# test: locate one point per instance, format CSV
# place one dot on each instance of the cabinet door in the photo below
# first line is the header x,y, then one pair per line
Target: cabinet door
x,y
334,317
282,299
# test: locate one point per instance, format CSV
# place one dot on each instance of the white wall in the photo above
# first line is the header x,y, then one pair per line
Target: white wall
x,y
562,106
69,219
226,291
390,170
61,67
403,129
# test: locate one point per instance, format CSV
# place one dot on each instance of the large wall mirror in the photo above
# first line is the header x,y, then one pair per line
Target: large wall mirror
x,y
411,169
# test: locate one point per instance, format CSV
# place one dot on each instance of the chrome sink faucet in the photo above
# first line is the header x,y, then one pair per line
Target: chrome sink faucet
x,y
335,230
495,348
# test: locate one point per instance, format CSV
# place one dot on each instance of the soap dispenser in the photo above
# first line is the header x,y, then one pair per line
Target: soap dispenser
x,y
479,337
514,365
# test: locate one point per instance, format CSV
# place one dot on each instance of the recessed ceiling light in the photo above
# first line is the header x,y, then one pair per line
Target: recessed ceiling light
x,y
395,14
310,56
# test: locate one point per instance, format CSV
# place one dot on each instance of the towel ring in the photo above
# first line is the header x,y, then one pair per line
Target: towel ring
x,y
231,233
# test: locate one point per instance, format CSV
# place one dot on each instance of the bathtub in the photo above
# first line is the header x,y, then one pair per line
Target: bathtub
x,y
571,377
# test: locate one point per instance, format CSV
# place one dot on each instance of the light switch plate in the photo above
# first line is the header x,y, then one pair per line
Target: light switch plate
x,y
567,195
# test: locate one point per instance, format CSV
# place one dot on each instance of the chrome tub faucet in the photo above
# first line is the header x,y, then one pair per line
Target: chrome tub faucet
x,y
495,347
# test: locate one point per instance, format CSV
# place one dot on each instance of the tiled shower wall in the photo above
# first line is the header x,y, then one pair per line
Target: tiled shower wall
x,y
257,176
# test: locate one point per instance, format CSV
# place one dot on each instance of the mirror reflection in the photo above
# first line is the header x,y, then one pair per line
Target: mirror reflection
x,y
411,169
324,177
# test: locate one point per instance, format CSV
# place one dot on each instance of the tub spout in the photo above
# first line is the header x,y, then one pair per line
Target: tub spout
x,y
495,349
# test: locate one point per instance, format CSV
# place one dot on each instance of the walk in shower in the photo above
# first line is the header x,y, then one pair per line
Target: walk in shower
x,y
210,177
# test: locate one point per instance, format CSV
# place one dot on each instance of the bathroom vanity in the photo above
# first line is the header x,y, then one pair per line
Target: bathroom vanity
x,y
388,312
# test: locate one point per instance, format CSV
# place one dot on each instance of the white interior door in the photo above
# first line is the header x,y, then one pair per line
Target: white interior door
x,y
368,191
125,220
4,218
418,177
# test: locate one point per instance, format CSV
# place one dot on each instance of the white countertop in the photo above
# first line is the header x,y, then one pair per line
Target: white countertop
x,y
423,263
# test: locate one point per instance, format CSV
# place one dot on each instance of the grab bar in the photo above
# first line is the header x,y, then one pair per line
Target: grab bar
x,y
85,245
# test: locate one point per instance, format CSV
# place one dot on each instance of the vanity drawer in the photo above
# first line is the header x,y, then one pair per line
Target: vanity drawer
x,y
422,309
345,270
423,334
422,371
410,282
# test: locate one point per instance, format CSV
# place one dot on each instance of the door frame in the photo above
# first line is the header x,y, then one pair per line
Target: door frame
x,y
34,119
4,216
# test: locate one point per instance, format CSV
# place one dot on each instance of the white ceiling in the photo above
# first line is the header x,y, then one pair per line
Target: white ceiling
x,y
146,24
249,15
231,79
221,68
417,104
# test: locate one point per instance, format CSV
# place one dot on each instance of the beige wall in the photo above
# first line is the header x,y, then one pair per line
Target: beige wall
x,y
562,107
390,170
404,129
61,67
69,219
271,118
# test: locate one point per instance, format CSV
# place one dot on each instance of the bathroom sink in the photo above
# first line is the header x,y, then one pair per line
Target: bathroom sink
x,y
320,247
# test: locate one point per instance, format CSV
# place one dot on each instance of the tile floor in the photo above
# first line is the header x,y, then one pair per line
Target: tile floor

| WHAT THE EXERCISE ASKS |
Reproduce the material precisely, including every line.

| FULL OUTPUT |
# test: locate one point per instance, format CSV
# place one dot on each instance of the cabinet door in the photo below
# first line is the header x,y, then one pair per line
Target: cabinet door
x,y
334,317
282,299
# test: locate one point per instance, format CSV
# place one dot on each instance of the white wall in the photo above
# first line is the header x,y, then one pair per line
Target: white wall
x,y
562,106
69,219
226,291
390,170
61,67
403,129
# test: locate one point per instance, format CSV
# place one dot on each instance of the large wall mirror in the photo above
# first line is the header x,y, then one pair per line
Target: large wall mirror
x,y
411,169
# test: locate one point per instance, format CSV
# place one dot on each instance of the chrome sink faucet in the photo above
# first line is the header x,y, then one pair per line
Target: chrome sink faucet
x,y
335,230
495,348
# test: locate one point per instance, format CSV
# place one dot on each instance of the soap dispenser in the photo above
# first line is the header x,y, then one pair per line
Target: soap dispenser
x,y
479,337
514,365
# test: locate one point per instance, format CSV
# place one dot on each instance of the recessed ceiling light in the photo above
# first line is the header x,y, then one pair per line
Target: recessed ceiling light
x,y
395,14
310,56
# test: locate one point per instance, format CSV
# place one dot on each instance of the towel ring in the photo above
# first line is the header x,y, then one pair per line
Target: towel ring
x,y
231,233
# test: locate one point per instance, format CSV
# place one dot on each instance of the bathtub in the photo above
# first line is the header x,y, then one pair per line
Target: bathtub
x,y
571,377
# test: locate one point per instance, format CSV
# place one dot on each instance of the light switch plate in the photo above
# first line is the header x,y, then one pair per line
Target: light switch plate
x,y
567,195
# test: locate one point per instance, format CSV
# place one dot on each instance of the chrome tub faucet in the photo above
# first line is the header x,y, then one pair per line
Target: chrome tub faucet
x,y
495,347
# test: locate one point per instance, format CSV
# place one dot on each instance of the tiled shower wall in the photo above
# first line is the header x,y, then one pair per line
Target: tiled shower wall
x,y
257,176
# test: locate one point per instance, format CSV
# place one dot on each instance of the mirror reflection in the photo above
# first line is the header x,y, then one pair per line
Target: mirror reflection
x,y
411,169
324,177
# test: locate one point per instance, format CSV
# place one dot on each instance of the tub spout in the photo above
# first line is the header x,y, then one pair per line
Target: tub spout
x,y
495,349
# test: locate one point per instance, format CSV
# place one dot on each instance of the walk in shower in the photo above
# first line is the header x,y, then one pair per line
Target: walk in shower
x,y
210,177
# test: locate one point per instance, format CSV
# place one dot on each instance of the bathroom vanity in the photo above
# first line is the header x,y, then one pair per line
Target: bathroom vanity
x,y
388,312
# test: locate one point per instance, format CSV
# place one dot on each instance of the white interior door in the photo above
# first line is the header x,y, then one pair per line
Target: white interior door
x,y
368,191
125,220
4,218
418,177
# test: locate one point per instance, format CSV
# place one dot on each instance of the white countertop in the photo above
# first line is the header x,y, then one pair per line
Target: white countertop
x,y
423,263
# test: locate one point per instance, format CSV
# place one dot on each instance of the grab bar in the photo above
# first line is the header x,y, then one pair per line
Target: grab bar
x,y
85,245
# test: locate one point per instance, format CSV
# place one dot on each instance of the vanity drawer in the photo above
# first line is the header x,y, then one pair per line
Target: vanity drawer
x,y
422,309
345,270
423,334
422,371
410,282
# test: locate one point per instance, format CSV
# place one dot on each instance of the door frame in the photo above
# first line is the header x,y, then one pair per line
Target: door frame
x,y
34,119
4,216
# test: locate one point per instance, format CSV
# place one dot on each instance of the white ceiling in the photo above
# first line is the header x,y, then one pair per line
Target: white ceiling
x,y
146,24
249,15
231,79
221,68
417,104
# test: locate one point per instance, format CSV
# place one dot on each instance of the beige wall in the photo above
# first line is the header x,y, then one pair per line
Target: beige wall
x,y
562,107
390,170
404,129
61,67
69,219
271,118
# test: locate one point per instance, format CSV
# place one dot on each instance of the bathroom sink in the photo above
# first line is the header x,y, then one pair per line
Target: bathroom sink
x,y
320,247
# test: locate one point per instance, format CSV
# place one dot on each instance of the tile floor in the photo above
# first line is the header x,y, then one pair per line
Target: tile floor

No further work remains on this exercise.